* TEXTO PARA LEER:
Los opuestos se distraen

Por Romeo Mareo

Especial El Nuevo Día

Claro que, de ser cierto, entonces tendrían que desaparecer todas esas compañías que por un precio módico prometen conseguirle pareja a los solitarios, apelando exclusivamente a la afinidad o a la compatibilidad.

La provocación para estos pensamientos radica en un amigo llamado Ruperto (nombre ficticio), quien me citó los otros días a mi pub favorito y allí, ablandándome el corazón con un par de tragos -yo no suelo atender casos amorosos fuera de las horas de oficina- consiguió que yo le escuchara sus penas.

Créanme, fue un sacrificio: Ruperto es dueño de una voz fañosa que hace que Eros Ramazzotti suene como Pavarotti.

"La cosa comenzó de la manera más inocente posible, don Romeo", comenzó diciéndome en su insoportable tono rasposo. "Me encontraba yo el otro día en Plaza, deambulando por los pasillos de esa librería que todos conocemos, cuando de pronto atrajo mi atención una colección de cuentos de un escritor llamado Chekov. Me dije: 'Diablos, yo no sabía que los personajes de Star Trek hubiesen empezado a escribir libros'. Porque, como sabe, a mi siempre me ha gustado la ciencia ficción y la serie de Star Trek -especialmente la original- siempre ha sido una de mis favoritas. ¿La conoce? ¿No? Pues Chekov es un ruso, que es el navegante del Enterprize en la serie original.

* DESAFÍO:
Enumere todos los nombres propios de personas que aparecen en la columna «Los opuestos se distraen».

* REGISTROS PROPORCIONADOS:
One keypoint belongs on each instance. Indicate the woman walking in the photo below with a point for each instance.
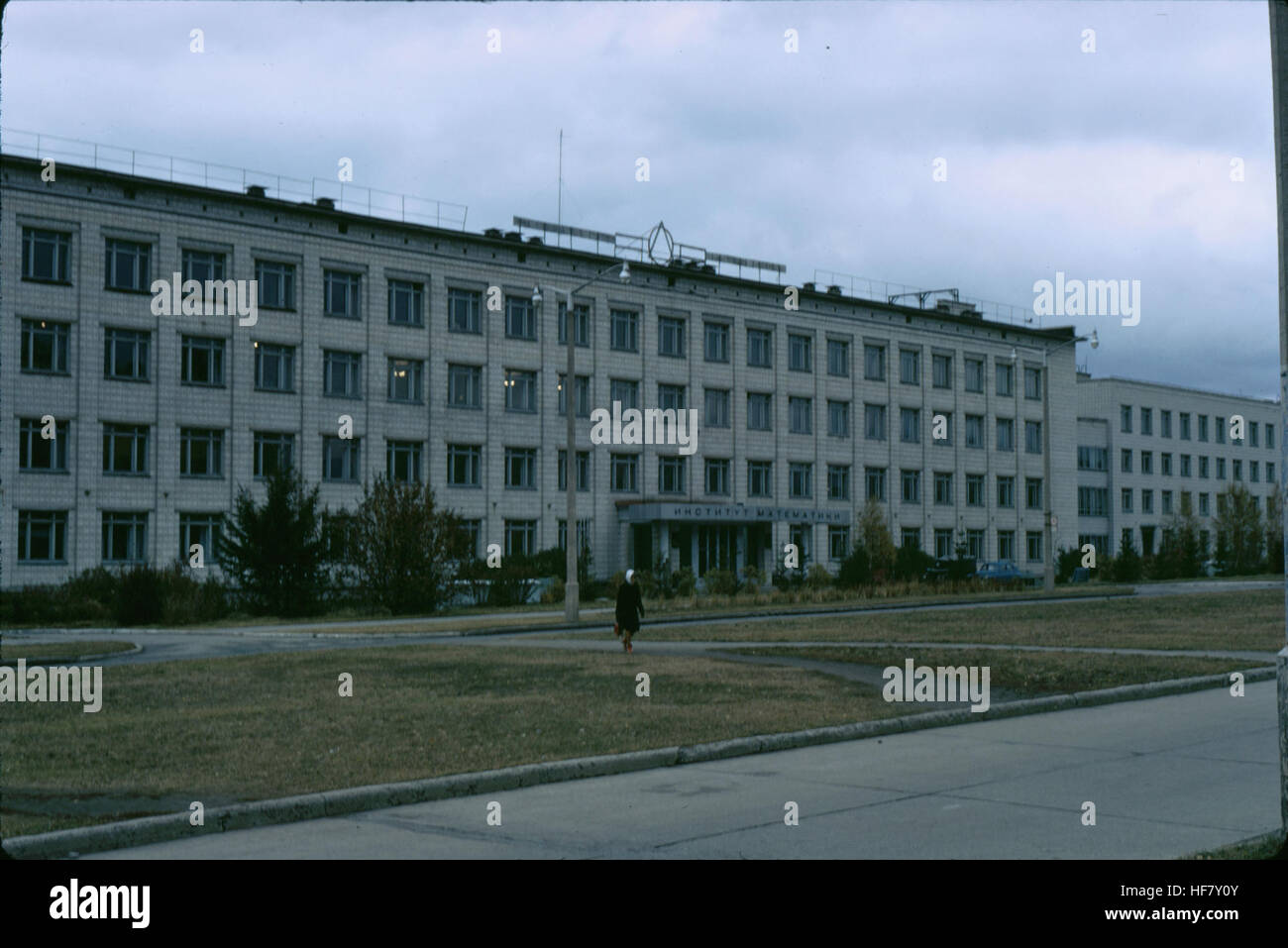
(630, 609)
...
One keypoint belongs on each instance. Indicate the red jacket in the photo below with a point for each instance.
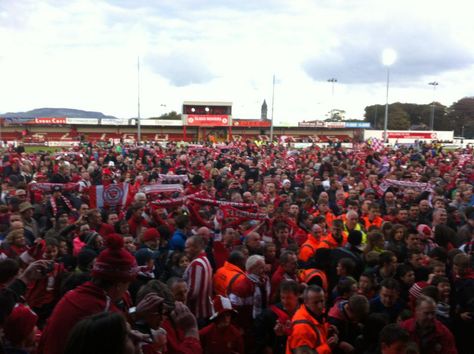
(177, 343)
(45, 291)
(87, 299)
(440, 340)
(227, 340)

* TAREA RESUELTA:
- Romeo Mareo
- Ruperto
- Eros Ramazzotti
- Pavarotti
- Chekov